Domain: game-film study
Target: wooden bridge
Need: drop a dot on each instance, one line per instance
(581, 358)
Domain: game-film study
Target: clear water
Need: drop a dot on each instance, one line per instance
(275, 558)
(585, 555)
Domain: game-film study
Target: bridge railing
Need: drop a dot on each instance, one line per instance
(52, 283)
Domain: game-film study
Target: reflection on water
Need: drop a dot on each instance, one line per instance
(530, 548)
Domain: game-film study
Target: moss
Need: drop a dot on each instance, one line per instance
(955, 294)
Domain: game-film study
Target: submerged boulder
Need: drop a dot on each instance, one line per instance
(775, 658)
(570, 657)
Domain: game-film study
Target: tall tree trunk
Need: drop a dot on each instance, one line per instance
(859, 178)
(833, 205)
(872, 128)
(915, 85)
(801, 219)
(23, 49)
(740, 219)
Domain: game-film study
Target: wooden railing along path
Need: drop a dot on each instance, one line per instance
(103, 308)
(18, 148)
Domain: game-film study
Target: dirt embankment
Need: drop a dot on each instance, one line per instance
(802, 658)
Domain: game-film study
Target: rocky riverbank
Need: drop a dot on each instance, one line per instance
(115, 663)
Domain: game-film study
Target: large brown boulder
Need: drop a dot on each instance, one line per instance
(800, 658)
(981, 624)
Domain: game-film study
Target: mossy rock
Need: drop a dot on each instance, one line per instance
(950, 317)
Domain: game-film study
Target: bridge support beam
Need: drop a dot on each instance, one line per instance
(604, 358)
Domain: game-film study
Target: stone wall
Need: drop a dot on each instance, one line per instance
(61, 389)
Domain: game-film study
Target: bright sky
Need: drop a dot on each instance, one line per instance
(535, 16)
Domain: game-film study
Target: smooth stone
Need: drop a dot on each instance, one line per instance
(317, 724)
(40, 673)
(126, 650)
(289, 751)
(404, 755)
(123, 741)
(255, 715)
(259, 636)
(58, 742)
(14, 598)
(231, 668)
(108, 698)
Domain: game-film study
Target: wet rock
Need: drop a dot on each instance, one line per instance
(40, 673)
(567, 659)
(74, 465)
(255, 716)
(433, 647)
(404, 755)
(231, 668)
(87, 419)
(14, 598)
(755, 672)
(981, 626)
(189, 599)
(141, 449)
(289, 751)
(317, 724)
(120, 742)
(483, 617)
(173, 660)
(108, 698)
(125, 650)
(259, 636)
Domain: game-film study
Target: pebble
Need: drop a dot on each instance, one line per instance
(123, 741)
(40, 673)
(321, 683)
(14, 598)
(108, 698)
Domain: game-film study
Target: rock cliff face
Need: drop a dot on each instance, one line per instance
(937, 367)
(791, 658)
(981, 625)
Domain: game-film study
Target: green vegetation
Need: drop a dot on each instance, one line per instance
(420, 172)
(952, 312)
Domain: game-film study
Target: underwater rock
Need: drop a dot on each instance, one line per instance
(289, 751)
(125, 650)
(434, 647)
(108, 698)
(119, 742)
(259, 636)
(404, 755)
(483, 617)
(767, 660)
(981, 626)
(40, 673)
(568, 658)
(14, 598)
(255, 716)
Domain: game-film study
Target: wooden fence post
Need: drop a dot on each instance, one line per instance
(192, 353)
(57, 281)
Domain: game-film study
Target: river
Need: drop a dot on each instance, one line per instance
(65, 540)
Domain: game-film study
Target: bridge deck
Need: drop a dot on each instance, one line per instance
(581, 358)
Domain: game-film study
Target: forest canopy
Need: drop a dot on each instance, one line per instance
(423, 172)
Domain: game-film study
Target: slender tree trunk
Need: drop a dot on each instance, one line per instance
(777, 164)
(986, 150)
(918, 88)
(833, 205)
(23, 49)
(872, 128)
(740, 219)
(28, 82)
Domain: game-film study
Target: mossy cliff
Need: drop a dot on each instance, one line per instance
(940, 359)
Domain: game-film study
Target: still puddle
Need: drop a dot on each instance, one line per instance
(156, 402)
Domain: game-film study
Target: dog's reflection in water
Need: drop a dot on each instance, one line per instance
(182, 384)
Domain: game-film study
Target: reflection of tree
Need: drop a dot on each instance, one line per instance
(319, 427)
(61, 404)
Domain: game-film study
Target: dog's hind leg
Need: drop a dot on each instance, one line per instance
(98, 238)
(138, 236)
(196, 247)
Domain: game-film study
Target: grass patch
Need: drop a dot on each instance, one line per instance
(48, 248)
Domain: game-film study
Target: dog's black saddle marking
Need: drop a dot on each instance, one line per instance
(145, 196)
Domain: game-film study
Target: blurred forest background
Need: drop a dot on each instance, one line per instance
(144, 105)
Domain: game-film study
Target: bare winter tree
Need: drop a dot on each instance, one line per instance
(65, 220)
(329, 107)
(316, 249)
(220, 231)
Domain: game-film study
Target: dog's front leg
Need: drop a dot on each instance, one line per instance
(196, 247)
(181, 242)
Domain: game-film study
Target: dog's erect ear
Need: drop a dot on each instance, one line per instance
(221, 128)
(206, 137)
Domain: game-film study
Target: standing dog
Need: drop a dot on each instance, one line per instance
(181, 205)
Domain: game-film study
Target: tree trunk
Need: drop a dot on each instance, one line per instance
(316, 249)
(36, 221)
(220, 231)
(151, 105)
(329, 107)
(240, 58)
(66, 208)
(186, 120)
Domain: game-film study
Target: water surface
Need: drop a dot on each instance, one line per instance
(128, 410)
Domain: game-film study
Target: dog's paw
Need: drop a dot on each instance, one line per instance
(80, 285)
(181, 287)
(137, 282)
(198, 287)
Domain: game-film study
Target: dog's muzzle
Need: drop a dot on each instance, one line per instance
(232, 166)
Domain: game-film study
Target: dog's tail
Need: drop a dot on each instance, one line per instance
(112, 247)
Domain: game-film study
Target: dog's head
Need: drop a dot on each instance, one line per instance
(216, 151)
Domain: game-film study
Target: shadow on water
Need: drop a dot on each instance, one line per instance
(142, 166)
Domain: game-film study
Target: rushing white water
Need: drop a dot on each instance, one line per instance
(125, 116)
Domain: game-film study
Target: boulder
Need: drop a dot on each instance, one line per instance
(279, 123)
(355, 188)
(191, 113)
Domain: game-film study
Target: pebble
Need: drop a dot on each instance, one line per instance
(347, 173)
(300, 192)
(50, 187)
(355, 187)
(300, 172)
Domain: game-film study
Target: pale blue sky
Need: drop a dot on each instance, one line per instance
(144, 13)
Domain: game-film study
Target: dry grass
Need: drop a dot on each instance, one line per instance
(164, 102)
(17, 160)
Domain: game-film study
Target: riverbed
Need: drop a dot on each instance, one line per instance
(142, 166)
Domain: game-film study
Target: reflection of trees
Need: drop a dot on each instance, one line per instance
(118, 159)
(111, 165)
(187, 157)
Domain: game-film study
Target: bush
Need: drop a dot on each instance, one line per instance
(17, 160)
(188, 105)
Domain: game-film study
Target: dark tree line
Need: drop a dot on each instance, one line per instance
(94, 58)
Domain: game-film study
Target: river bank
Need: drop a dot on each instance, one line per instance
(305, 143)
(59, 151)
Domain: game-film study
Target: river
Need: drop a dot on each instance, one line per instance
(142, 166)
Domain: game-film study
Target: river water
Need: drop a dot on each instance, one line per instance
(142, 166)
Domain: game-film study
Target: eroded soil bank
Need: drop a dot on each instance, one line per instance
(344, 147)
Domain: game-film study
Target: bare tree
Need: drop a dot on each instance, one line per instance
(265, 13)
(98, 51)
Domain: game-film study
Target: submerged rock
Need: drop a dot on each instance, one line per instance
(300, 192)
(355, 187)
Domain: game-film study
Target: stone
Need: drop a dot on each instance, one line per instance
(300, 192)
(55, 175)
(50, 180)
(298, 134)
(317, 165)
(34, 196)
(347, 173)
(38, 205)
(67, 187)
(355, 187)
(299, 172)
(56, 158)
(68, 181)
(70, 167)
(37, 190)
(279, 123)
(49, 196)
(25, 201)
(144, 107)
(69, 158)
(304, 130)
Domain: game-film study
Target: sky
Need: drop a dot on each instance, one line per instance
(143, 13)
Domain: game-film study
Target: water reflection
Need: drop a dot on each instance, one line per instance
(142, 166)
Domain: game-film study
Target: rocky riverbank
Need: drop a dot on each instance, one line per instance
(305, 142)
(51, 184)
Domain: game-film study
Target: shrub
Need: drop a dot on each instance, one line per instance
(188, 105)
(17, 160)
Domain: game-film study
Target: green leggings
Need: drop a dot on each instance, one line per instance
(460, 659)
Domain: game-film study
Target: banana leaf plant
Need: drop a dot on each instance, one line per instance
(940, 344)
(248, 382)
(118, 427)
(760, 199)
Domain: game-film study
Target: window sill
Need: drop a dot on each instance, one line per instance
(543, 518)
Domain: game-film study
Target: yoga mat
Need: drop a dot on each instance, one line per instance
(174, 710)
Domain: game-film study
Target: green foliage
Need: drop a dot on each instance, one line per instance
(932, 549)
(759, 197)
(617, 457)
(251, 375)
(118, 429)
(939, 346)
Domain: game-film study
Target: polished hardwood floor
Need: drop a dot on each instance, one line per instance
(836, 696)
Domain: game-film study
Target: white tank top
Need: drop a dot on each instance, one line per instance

• • • • •

- [What the task asks] Identify every line in the records above that contains the string "submerged", matching case exactly, and copy each of those lines.

- [The output]
Target: submerged boulder
Target: submerged rock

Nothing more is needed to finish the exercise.